WHAT YOU NEED TO DO ::
In this exercise, return each entry exactly as given.

INPUT RECORDS ::

▼

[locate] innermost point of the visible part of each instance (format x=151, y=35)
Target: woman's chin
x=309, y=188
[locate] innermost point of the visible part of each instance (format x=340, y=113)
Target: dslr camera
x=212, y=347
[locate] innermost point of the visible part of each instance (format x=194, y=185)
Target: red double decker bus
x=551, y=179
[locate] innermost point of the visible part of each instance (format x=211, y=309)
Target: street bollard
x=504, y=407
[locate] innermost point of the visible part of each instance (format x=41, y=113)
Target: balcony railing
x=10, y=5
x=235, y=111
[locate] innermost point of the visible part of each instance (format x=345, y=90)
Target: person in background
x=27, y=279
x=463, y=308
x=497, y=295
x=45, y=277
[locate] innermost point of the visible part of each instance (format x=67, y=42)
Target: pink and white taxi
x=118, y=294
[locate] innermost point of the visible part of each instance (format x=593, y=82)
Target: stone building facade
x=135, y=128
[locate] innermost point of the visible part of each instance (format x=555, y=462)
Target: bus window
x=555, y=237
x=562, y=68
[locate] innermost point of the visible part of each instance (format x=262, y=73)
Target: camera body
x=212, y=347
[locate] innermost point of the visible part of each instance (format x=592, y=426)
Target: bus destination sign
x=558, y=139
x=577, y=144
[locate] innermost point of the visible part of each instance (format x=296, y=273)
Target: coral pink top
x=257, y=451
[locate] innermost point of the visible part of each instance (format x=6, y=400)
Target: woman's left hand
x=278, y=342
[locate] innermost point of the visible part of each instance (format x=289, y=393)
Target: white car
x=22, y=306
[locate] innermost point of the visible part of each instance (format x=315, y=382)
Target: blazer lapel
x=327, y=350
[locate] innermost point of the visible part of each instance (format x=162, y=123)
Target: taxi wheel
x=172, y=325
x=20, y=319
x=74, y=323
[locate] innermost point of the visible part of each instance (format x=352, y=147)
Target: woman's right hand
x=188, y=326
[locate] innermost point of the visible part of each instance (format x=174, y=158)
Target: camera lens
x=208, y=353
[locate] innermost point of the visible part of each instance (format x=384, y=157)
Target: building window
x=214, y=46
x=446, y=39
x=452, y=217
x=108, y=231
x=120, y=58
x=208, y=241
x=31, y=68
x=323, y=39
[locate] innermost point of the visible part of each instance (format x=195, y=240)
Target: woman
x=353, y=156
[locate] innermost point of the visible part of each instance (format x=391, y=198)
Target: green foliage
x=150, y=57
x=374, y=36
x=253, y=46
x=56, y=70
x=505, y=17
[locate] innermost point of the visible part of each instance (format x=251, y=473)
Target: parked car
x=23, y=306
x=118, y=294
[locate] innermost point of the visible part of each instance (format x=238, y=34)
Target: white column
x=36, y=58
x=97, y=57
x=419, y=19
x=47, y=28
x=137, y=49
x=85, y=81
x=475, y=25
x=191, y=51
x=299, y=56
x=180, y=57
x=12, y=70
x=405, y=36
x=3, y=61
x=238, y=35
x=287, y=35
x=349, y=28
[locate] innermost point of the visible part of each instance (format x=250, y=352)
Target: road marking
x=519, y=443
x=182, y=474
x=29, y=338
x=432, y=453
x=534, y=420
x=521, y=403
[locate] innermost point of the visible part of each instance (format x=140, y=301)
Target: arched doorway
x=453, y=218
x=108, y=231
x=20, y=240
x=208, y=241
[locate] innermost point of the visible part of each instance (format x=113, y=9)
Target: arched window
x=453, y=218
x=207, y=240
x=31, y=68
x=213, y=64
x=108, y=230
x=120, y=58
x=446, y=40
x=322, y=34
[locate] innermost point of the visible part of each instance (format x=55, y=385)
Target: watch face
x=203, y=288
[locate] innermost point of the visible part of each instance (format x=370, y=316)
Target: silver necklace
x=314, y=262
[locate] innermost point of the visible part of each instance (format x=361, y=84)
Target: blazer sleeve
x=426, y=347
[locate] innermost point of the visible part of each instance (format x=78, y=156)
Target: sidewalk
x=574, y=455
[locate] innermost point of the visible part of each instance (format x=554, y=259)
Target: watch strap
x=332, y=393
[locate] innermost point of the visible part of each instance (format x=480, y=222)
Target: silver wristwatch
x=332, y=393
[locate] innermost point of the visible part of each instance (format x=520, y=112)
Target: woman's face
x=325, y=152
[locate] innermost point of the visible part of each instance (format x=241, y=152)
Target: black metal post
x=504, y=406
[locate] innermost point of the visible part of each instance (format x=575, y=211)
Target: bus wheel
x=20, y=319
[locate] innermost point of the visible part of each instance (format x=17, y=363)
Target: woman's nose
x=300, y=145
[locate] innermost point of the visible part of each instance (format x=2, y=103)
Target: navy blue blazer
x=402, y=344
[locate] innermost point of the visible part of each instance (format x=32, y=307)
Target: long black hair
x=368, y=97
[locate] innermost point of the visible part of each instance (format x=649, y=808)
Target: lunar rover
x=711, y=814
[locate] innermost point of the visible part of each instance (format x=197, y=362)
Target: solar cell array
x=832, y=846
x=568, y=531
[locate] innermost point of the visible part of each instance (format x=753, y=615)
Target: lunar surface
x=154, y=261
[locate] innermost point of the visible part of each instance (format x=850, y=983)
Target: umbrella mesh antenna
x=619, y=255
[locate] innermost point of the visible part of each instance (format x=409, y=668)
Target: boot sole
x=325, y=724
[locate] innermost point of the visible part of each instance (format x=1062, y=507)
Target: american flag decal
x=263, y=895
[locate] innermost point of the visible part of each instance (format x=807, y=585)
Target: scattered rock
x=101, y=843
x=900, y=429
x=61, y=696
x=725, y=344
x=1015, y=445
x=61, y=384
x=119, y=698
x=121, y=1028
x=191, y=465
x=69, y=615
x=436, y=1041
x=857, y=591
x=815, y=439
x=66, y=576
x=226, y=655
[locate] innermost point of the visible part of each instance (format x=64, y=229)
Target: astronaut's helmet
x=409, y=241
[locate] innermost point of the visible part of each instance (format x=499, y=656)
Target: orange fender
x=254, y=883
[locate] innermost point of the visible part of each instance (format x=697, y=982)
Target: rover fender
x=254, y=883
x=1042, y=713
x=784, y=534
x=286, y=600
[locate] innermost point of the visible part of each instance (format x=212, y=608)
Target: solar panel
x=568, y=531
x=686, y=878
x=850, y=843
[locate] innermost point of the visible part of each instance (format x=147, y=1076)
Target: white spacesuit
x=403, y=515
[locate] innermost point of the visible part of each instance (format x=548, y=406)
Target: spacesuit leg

▲

RESULT BELOW ::
[locate] innermost point of the visible part of each instance (format x=151, y=35)
Target: woman's chin
x=309, y=188
[locate] innermost point of the visible part of each instance (format x=340, y=113)
Target: dslr camera
x=212, y=347
[locate] innermost point of the visible part of each instance (format x=194, y=185)
Target: red double decker bus
x=551, y=179
[locate] innermost point of the visible part of each instance (format x=211, y=309)
Target: street bollard
x=504, y=407
[locate] innermost point of the visible part of each instance (format x=41, y=113)
Target: balcony railing
x=10, y=5
x=235, y=111
[locate] innermost point of the visible part of each instance (format x=345, y=90)
Target: person in background
x=27, y=279
x=463, y=308
x=497, y=295
x=45, y=277
[locate] innermost point of the visible part of each instance (format x=67, y=42)
Target: pink and white taxi
x=118, y=294
[locate] innermost point of the visible part of each instance (format x=593, y=82)
Target: stone building facade
x=135, y=128
[locate] innermost point of the visible part of each instance (format x=555, y=462)
Target: bus window
x=555, y=237
x=562, y=68
[locate] innermost point of the visible part of each instance (format x=262, y=73)
Target: camera body
x=212, y=347
[locate] innermost point of the visible part of each instance (format x=592, y=426)
Target: bus destination sign
x=558, y=139
x=577, y=144
[locate] innermost point of the visible part of each instance (format x=296, y=273)
Target: coral pink top
x=257, y=451
[locate] innermost point of the visible part of each instance (format x=6, y=400)
Target: woman's left hand
x=278, y=342
[locate] innermost point of the visible part of each instance (format x=289, y=393)
Target: white car
x=22, y=306
[locate] innermost point of the visible part of each instance (format x=315, y=382)
Target: blazer lapel
x=327, y=350
[locate] innermost point of the visible part of each instance (format x=162, y=123)
Target: taxi wheel
x=172, y=325
x=20, y=319
x=74, y=323
[locate] innermost point of the visible part of each instance (format x=352, y=147)
Target: woman's right hand
x=188, y=326
[locate] innermost point of the visible part of each instance (format x=174, y=158)
Target: camera lens
x=208, y=353
[locate] innermost point of the visible part of each instance (format x=384, y=157)
Target: building window
x=214, y=46
x=446, y=39
x=452, y=217
x=108, y=231
x=120, y=58
x=208, y=241
x=31, y=68
x=323, y=39
[locate] innermost point of the visible part of each instance (format x=195, y=240)
Target: woman
x=353, y=156
[locate] innermost point of the visible part of each instance (format x=391, y=198)
Target: green foliage
x=150, y=57
x=374, y=36
x=253, y=46
x=56, y=70
x=505, y=17
[locate] innermost point of the visible part of each instance (format x=251, y=473)
Target: parked car
x=23, y=306
x=118, y=294
[locate] innermost point of the visible part of each instance (format x=238, y=34)
Target: white column
x=36, y=58
x=97, y=57
x=419, y=19
x=47, y=28
x=137, y=49
x=85, y=81
x=475, y=25
x=191, y=51
x=299, y=56
x=180, y=57
x=12, y=70
x=405, y=36
x=3, y=61
x=238, y=35
x=287, y=35
x=349, y=28
[locate] innermost point of the visible part of each instance (format x=250, y=352)
Target: road marking
x=519, y=443
x=182, y=474
x=29, y=338
x=432, y=453
x=534, y=420
x=521, y=403
[locate] innermost point of the visible part of each instance (format x=140, y=301)
Target: arched doorway
x=453, y=218
x=108, y=231
x=20, y=240
x=208, y=241
[locate] innermost point of the visible part of each instance (format x=113, y=9)
Target: arched window
x=453, y=218
x=207, y=240
x=31, y=68
x=213, y=64
x=108, y=230
x=120, y=58
x=446, y=40
x=322, y=34
[locate] innermost point of the visible part of each instance (format x=55, y=385)
Target: watch face
x=203, y=288
[locate] innermost point of the visible part of each instance (format x=370, y=316)
Target: silver necklace
x=314, y=262
[locate] innermost point of the visible part of each instance (format x=361, y=84)
Target: blazer sleeve
x=426, y=347
[locate] innermost point of the visible part of each instance (format x=78, y=156)
Target: sidewalk
x=574, y=455
[locate] innermost point of the visible part of each instance (format x=554, y=259)
Target: watch strap
x=332, y=393
[locate] innermost point of the visible part of each instance (format x=480, y=222)
Target: silver wristwatch
x=332, y=393
[locate] innermost point of the visible part of each instance (format x=520, y=112)
Target: woman's face
x=325, y=152
[locate] innermost point of the visible part of each instance (format x=241, y=152)
Target: black metal post
x=504, y=406
[locate] innermost point of the visible part of each instance (format x=575, y=211)
Target: bus wheel
x=20, y=319
[locate] innermost point of the visible part of each instance (format x=17, y=363)
Target: woman's nose
x=300, y=145
[locate] innermost point of the visible part of each instance (format x=2, y=103)
Target: navy blue blazer
x=402, y=344
[locate] innermost point of the visible part of each instance (format x=32, y=307)
Target: long black hair
x=368, y=97
[locate] innermost point of the visible part of each instance (format x=649, y=808)
Target: lunar rover
x=711, y=814
[locate] innermost point of the visible part of each instance (format x=197, y=362)
Target: solar cell array
x=832, y=846
x=568, y=531
[locate] innermost point of the visible part of each instance (format x=753, y=615)
Target: lunar surface
x=154, y=261
[locate] innermost point of the visible part of each instance (format x=850, y=983)
Target: umbrella mesh antenna
x=619, y=255
[locate] innermost point of the visible part of each instance (format x=409, y=668)
Target: boot sole
x=325, y=724
[locate] innermost point of the visible part of each instance (format x=1062, y=507)
Target: american flag decal
x=263, y=895
[locate] innermost point of the visible part of each instance (format x=807, y=585)
Target: scattered rock
x=101, y=843
x=900, y=429
x=61, y=696
x=725, y=344
x=1015, y=445
x=61, y=384
x=119, y=698
x=121, y=1028
x=191, y=465
x=69, y=615
x=436, y=1041
x=857, y=591
x=815, y=439
x=66, y=576
x=226, y=655
[locate] innermost point of the visible part of each instance (format x=64, y=229)
Target: astronaut's helmet
x=409, y=241
[locate] innermost point of the visible part of each instance (format x=499, y=656)
Target: orange fender
x=254, y=883
[locate] innermost point of the visible part of each instance (format x=697, y=982)
Target: rover fender
x=254, y=883
x=1042, y=713
x=784, y=534
x=286, y=600
[locate] innermost point of the visible part of each instance (format x=212, y=608)
Target: solar panel
x=568, y=531
x=686, y=878
x=850, y=843
[locate] innermost point of the visible part of each instance (format x=147, y=1076)
Target: white spacesuit
x=403, y=515
[locate] innermost point of the visible part of each instance (format x=548, y=406)
Target: spacesuit leg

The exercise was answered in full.